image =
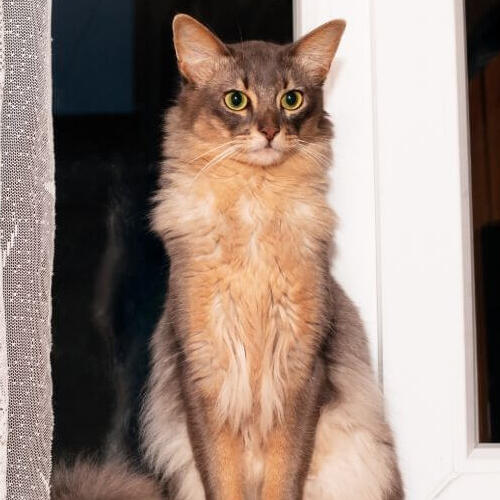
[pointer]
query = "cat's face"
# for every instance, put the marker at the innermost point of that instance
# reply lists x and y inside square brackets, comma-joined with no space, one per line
[255,101]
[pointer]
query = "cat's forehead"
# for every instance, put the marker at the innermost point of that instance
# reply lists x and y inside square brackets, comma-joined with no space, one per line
[262,65]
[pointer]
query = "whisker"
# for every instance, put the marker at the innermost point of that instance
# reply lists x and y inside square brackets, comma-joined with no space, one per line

**EXERCISE DETAILS**
Change "marker" to "dot" throughout the records and write them all out again with nothing else altered. Omit the pictures.

**FULL RESPONSE**
image =
[pointer]
query = "cat's face"
# for every instance, put the dot at the innermost point of that instance
# reply lists x and y inside square brackets, comma-joined with no space, one per line
[255,101]
[pointer]
query = "cat's forehead"
# for every instance, put the dot at the innermost point of that instance
# reply lists x and y inside square brackets, comma-joined with no space, one per line
[262,65]
[pointer]
query = "whisker"
# for every instance, put the dot at the innermost point of that instance
# reply lists x and y inside square brackets, comma-joined with no space, one per line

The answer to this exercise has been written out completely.